**Named-object pointing records**:
[Begin]

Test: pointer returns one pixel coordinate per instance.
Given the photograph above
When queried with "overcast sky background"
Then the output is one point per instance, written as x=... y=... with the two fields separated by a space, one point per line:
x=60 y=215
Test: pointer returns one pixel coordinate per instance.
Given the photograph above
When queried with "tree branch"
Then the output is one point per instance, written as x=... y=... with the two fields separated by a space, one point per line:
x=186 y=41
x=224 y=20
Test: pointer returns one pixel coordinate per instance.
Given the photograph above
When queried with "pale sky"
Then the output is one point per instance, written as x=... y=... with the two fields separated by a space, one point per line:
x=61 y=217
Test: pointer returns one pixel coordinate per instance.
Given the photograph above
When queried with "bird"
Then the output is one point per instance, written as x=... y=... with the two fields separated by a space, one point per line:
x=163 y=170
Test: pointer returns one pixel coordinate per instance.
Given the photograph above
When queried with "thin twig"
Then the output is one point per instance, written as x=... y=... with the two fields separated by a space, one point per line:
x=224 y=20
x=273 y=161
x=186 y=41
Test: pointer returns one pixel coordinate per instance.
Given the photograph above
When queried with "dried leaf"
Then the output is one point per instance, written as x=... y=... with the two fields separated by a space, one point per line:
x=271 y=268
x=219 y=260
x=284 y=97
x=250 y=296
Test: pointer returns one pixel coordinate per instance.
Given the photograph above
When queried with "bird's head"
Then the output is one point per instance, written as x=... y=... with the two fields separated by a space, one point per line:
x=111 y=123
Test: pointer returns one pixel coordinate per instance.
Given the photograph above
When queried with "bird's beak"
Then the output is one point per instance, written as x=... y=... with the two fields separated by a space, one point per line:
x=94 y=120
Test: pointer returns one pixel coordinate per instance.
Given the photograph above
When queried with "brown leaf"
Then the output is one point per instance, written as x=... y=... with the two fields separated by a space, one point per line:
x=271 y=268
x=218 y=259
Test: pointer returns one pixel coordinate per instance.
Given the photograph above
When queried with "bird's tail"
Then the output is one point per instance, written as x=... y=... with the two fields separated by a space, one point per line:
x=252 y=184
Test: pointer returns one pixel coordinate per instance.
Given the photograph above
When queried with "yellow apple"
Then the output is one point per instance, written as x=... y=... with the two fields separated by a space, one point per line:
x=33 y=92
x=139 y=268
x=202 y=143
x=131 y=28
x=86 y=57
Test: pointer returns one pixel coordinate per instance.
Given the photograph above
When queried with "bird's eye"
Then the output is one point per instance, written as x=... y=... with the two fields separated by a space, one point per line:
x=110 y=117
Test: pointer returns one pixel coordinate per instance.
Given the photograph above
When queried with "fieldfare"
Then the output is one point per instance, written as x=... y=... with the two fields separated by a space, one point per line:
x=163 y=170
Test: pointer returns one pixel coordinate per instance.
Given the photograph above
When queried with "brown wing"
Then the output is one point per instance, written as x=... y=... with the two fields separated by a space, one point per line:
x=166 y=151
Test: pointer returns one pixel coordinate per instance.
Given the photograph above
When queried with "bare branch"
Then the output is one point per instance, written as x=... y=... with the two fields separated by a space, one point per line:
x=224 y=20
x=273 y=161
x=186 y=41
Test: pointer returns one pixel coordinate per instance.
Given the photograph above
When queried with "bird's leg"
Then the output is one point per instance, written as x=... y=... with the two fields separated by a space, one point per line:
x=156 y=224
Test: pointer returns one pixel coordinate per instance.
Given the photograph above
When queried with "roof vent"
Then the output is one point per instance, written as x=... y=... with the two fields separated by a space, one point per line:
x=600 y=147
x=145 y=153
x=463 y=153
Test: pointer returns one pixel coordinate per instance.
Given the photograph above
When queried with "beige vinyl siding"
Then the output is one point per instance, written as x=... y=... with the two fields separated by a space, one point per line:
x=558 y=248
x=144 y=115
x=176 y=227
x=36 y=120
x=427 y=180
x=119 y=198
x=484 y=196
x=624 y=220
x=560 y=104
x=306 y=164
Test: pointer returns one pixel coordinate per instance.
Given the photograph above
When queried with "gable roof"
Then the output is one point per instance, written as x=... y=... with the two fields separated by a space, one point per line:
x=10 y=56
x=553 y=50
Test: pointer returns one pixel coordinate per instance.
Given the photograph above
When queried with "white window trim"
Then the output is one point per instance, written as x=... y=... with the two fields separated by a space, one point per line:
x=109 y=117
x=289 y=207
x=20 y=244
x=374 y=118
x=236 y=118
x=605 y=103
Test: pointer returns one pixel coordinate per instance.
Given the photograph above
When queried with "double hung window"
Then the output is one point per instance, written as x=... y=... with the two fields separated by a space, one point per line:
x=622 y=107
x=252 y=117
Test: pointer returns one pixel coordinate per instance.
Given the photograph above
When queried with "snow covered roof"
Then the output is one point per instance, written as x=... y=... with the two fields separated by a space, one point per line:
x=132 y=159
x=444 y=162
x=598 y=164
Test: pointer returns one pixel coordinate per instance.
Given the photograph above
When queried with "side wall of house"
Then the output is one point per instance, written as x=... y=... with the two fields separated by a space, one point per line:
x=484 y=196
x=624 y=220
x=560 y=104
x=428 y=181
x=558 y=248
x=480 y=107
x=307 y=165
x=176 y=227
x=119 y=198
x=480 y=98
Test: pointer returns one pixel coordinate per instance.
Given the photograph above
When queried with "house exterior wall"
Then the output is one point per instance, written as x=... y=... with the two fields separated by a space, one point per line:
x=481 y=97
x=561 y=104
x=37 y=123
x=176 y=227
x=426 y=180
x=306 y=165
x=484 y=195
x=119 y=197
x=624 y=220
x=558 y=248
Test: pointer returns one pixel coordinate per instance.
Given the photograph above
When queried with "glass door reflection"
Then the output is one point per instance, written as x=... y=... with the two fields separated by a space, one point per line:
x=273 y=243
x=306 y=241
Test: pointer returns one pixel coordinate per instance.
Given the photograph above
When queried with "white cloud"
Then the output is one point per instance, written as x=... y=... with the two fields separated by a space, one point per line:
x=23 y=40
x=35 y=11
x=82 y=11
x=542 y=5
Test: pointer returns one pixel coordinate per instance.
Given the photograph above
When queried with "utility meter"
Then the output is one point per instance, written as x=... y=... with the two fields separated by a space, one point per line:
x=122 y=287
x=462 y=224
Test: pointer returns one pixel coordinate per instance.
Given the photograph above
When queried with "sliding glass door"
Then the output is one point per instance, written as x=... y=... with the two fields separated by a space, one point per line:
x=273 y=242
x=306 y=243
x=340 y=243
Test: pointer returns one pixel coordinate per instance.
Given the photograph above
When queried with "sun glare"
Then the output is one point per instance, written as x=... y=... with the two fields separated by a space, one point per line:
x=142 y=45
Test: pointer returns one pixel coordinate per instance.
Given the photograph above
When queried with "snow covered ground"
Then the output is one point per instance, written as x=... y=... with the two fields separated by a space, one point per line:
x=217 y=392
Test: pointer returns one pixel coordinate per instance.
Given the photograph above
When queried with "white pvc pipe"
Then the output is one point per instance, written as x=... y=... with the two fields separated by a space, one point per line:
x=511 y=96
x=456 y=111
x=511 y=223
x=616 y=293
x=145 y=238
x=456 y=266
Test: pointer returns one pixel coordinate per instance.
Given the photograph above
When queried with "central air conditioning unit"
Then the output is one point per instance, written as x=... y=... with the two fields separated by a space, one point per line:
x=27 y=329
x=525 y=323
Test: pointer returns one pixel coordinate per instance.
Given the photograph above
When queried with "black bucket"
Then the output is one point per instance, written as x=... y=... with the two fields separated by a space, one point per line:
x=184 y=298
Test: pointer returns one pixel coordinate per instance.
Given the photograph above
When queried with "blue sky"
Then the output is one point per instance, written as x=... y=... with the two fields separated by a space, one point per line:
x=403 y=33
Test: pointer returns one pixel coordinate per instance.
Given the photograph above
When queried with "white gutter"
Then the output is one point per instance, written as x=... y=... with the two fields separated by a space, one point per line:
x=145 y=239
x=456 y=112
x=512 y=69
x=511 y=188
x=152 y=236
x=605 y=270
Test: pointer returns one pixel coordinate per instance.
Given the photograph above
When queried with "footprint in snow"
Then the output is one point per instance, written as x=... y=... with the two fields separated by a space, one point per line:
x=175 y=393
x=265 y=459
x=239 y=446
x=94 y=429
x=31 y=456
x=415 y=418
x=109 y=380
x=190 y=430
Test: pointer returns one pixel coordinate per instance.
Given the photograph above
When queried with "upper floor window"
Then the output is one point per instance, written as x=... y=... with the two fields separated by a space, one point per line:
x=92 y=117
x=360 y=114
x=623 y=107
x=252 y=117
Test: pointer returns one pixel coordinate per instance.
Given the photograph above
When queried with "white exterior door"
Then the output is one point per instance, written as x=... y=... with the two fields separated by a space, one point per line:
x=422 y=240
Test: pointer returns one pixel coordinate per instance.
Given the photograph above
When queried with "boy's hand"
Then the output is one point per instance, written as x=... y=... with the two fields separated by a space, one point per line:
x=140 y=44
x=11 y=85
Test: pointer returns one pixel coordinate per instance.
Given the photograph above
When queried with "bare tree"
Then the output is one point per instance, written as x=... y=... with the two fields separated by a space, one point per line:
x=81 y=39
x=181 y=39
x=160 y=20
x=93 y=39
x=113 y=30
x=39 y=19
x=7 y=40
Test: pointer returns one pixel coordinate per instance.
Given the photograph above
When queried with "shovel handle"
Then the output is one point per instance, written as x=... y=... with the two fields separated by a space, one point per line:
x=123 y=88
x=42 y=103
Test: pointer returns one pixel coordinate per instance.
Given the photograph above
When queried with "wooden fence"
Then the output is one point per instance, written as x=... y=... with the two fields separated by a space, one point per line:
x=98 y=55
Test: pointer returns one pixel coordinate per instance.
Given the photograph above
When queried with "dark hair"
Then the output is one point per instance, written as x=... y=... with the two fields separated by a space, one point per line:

[End]

**WHAT IS REQUIRED**:
Gather every line of the material above that contains the word "wall", and copy each one in full.

**EXERCISE OUTPUT**:
When queried with "side wall of house"
When queried with "house exterior wall"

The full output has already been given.